** DATA FOR THIS TASK **
───

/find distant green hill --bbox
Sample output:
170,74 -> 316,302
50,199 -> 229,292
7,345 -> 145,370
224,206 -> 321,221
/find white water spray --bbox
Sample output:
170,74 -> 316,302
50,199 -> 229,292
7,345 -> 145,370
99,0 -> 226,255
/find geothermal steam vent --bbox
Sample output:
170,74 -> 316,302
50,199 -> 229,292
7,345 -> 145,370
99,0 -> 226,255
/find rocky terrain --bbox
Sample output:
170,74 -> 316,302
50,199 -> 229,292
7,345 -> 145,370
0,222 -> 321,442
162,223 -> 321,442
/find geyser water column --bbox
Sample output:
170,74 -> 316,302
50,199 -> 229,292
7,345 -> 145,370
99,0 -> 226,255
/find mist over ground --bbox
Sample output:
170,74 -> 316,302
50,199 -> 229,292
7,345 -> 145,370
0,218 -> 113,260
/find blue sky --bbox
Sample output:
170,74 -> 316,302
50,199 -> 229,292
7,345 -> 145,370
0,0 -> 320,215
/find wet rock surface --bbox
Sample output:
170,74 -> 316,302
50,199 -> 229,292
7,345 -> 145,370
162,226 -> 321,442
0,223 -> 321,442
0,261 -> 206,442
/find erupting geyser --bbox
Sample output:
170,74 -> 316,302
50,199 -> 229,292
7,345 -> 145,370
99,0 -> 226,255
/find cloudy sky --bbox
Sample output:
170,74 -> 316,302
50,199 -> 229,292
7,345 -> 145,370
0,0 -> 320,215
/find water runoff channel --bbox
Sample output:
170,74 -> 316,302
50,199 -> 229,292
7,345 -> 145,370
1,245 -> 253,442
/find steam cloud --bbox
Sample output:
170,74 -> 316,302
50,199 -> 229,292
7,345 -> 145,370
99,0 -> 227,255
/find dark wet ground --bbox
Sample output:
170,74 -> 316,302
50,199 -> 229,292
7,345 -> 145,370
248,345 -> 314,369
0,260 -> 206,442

───

** WHAT YOU SHOULD DO **
Express every line of the items above as a Markdown table with two columns, Line No. and Text, numbering each row and omitting any blank lines.

** ANSWER TO THIS TASK **
| Line No. | Text |
|---|---|
| 1 | /find distant green hill --bbox |
| 2 | Sample output: |
| 3 | 170,74 -> 316,302 |
| 4 | 50,199 -> 229,292 |
| 5 | 7,345 -> 145,370 |
| 6 | 224,206 -> 321,221 |
| 7 | /find white water spray --bbox |
| 8 | Sample output: |
| 9 | 170,74 -> 316,302 |
| 10 | 50,199 -> 229,292 |
| 11 | 7,345 -> 145,370 |
| 12 | 99,0 -> 226,255 |
| 13 | /find geothermal steam vent --bbox |
| 14 | Sample output: |
| 15 | 170,74 -> 316,302 |
| 16 | 50,199 -> 229,292 |
| 17 | 7,345 -> 145,370 |
| 18 | 99,0 -> 226,255 |
| 19 | /find rocky terrain --bbox |
| 20 | Sample output: |
| 21 | 170,74 -> 316,302 |
| 22 | 50,199 -> 229,292 |
| 23 | 7,345 -> 145,370 |
| 24 | 0,222 -> 321,442 |
| 25 | 162,223 -> 321,442 |
| 26 | /find geyser water column --bbox |
| 27 | Sample output: |
| 28 | 170,74 -> 316,302 |
| 29 | 50,199 -> 229,292 |
| 30 | 7,345 -> 145,370 |
| 31 | 99,0 -> 226,255 |
| 32 | /find mist over ground --bbox |
| 33 | Sample output: |
| 34 | 170,74 -> 316,302 |
| 35 | 50,199 -> 229,292 |
| 36 | 7,345 -> 145,370 |
| 37 | 0,218 -> 113,260 |
| 38 | /find blue sky --bbox |
| 39 | Sample output: |
| 40 | 170,74 -> 316,302 |
| 41 | 50,199 -> 229,292 |
| 42 | 7,345 -> 145,370 |
| 43 | 0,0 -> 320,215 |
| 44 | /find wet rock surface --bbox |
| 45 | Sample output: |
| 46 | 170,74 -> 316,302 |
| 47 | 50,199 -> 229,292 |
| 48 | 7,345 -> 145,370 |
| 49 | 162,226 -> 321,442 |
| 50 | 0,223 -> 321,442 |
| 51 | 0,261 -> 206,442 |
| 52 | /find erupting geyser --bbox |
| 53 | Sample output: |
| 54 | 170,74 -> 316,302 |
| 55 | 50,199 -> 229,292 |
| 56 | 7,345 -> 145,370 |
| 57 | 99,0 -> 226,255 |
| 58 | /find cloudy sky --bbox |
| 59 | Sample output: |
| 60 | 170,74 -> 316,302 |
| 61 | 50,199 -> 229,292 |
| 62 | 7,345 -> 145,370 |
| 63 | 0,0 -> 320,215 |
| 64 | /find water runoff channel --bbox |
| 65 | Sample output: |
| 66 | 170,74 -> 316,302 |
| 67 | 50,199 -> 229,292 |
| 68 | 7,345 -> 145,370 |
| 69 | 1,245 -> 253,442 |
| 70 | /find steam cloud --bbox |
| 71 | Sample output: |
| 72 | 170,74 -> 316,302 |
| 73 | 50,199 -> 229,292 |
| 74 | 7,345 -> 145,370 |
| 75 | 99,0 -> 227,255 |
| 76 | /find dark wet ground --bbox |
| 77 | Sample output: |
| 78 | 170,74 -> 316,302 |
| 79 | 50,199 -> 229,292 |
| 80 | 7,345 -> 145,370 |
| 81 | 248,345 -> 314,369 |
| 82 | 0,260 -> 206,442 |